[Dataset items]
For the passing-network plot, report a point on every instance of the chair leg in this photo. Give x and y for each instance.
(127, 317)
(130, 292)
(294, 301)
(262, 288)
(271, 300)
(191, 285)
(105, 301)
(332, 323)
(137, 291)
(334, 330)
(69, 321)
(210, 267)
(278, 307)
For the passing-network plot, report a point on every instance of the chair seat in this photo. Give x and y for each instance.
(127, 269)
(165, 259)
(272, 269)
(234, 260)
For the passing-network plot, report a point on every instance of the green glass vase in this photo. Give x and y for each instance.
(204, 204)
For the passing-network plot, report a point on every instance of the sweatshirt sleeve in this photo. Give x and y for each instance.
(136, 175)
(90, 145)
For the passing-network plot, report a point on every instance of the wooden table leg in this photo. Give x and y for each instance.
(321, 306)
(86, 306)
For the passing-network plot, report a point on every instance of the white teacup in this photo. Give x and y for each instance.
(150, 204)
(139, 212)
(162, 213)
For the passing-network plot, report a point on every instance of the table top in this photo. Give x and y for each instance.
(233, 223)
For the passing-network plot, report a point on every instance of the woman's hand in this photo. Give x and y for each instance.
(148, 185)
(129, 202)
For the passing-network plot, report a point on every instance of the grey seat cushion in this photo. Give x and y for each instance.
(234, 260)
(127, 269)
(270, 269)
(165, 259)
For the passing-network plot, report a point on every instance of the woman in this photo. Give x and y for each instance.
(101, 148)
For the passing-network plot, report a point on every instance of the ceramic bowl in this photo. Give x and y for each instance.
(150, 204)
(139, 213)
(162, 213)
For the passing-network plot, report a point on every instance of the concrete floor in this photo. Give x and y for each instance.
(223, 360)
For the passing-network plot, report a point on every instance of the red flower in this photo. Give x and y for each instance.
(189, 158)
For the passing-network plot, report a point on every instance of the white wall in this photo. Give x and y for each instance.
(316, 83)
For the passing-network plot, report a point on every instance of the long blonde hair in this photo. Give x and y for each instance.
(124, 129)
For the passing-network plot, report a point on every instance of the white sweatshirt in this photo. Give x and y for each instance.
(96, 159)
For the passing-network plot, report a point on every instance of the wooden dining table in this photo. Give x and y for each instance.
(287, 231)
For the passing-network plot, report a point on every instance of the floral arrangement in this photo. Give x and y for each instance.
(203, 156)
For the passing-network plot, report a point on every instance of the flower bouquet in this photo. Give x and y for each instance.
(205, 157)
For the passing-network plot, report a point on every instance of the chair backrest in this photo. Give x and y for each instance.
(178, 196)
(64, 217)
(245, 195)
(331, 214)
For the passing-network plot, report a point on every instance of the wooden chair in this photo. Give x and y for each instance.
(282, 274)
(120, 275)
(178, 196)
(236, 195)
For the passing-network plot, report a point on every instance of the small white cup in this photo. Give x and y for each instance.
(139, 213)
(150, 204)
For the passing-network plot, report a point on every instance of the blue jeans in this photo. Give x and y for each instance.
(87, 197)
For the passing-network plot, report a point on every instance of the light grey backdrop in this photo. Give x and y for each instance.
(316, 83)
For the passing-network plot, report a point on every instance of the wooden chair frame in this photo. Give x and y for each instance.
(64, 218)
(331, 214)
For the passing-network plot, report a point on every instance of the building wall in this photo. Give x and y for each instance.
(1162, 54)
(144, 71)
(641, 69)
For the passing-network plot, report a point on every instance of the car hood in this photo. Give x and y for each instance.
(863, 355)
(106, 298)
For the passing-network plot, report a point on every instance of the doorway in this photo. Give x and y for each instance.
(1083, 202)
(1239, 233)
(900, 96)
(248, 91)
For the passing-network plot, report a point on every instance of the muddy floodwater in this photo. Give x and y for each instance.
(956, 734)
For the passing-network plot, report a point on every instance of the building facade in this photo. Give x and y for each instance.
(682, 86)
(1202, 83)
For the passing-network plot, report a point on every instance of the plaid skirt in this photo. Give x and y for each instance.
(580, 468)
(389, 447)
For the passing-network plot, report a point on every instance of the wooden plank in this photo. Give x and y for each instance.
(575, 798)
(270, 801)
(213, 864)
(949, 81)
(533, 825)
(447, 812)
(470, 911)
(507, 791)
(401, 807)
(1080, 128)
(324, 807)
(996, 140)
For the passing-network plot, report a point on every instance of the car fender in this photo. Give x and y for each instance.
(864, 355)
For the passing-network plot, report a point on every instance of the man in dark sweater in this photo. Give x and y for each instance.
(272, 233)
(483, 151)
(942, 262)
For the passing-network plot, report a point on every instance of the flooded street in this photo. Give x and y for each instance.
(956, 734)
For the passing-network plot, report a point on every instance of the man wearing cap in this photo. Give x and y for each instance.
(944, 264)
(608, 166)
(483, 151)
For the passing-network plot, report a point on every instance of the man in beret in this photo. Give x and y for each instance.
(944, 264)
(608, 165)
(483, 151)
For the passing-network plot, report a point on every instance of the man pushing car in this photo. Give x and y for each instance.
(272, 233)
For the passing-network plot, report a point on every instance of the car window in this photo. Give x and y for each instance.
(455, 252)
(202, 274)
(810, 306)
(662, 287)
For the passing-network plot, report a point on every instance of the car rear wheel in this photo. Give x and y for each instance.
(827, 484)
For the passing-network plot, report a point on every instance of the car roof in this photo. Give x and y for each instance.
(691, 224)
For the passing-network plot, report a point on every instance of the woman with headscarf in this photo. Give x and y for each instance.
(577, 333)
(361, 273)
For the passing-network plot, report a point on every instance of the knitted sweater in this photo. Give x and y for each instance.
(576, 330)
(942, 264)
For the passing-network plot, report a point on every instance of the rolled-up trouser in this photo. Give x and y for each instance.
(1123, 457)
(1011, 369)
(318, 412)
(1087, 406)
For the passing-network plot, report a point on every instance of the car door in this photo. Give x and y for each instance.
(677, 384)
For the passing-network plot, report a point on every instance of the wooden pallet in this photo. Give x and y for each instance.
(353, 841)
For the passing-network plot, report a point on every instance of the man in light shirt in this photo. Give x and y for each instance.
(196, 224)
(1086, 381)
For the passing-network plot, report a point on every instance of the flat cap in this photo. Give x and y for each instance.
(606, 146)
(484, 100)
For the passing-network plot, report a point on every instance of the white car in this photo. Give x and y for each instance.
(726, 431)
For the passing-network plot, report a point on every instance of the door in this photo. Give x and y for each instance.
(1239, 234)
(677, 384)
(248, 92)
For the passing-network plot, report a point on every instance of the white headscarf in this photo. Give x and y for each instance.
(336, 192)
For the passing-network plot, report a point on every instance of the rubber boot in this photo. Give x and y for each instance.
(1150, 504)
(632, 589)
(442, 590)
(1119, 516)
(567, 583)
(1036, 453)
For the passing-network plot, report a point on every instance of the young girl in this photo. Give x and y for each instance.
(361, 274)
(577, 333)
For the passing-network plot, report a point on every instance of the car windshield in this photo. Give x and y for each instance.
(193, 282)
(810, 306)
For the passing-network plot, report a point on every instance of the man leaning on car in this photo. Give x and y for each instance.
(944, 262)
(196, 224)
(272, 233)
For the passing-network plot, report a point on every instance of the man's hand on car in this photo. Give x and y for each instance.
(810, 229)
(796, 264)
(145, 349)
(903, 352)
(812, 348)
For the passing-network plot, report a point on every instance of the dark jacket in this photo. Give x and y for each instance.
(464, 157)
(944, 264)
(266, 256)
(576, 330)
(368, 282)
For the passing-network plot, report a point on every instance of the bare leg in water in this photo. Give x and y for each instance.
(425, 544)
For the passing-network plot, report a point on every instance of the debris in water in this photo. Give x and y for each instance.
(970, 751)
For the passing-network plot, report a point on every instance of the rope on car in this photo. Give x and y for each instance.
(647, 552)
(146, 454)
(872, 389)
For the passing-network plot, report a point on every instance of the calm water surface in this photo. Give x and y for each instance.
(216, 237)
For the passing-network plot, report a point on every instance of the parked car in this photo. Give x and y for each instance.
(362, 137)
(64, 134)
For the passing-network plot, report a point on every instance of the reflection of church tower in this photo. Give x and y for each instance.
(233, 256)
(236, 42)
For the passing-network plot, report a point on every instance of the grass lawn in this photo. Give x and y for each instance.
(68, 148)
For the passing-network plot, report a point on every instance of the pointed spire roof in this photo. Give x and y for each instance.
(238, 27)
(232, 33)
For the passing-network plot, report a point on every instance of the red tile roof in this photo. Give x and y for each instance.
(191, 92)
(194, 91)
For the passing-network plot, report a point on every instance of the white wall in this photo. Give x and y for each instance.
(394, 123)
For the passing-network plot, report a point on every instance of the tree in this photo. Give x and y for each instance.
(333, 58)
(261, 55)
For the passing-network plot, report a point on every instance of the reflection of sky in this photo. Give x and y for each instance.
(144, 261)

Problem
Repeat the entries above word for word, from the line containing "the man pushing" down to the line containing "(1086, 381)", including both of those lines.

Task output
For the passing-network plot, report a point on every instance of the man pushing car in this photo. Give x and y for each instance.
(272, 233)
For the passing-network plot, report a point on every instance of the car window in this photo. Give x and y for each instance.
(455, 252)
(202, 274)
(810, 306)
(662, 287)
For the passing-network plot, report a point on every instance of the car rear wheel in this photo. Give x and y for each instance.
(827, 484)
For the passing-network plot, report a point on every instance of the car roof in this photo. Give x and y for each instance.
(691, 224)
For the passing-network plot, report a point on every instance of the woman with headscarf in this photo. Give x and y for each instance.
(577, 333)
(361, 273)
For the passing-network plot, report a point on every instance of the knitted sweater in this photo. Give x and y for each instance.
(576, 330)
(942, 264)
For the passing-network plot, report a point on every instance of the rolled-up trouser in this photo. Give x and y for each instance.
(1123, 457)
(1011, 369)
(318, 412)
(1087, 406)
For the passing-network plot, report a point on every instance of the car door in this photo. Give x and y for each instance.
(677, 384)
For the passing-network plot, report a point on every instance of the wooden pallet in this photo. Give x and y for each instance.
(353, 841)
For the passing-network plot, report a point on every instance of the man in light shirt in this photo. Give x and y for each instance.
(196, 224)
(1086, 381)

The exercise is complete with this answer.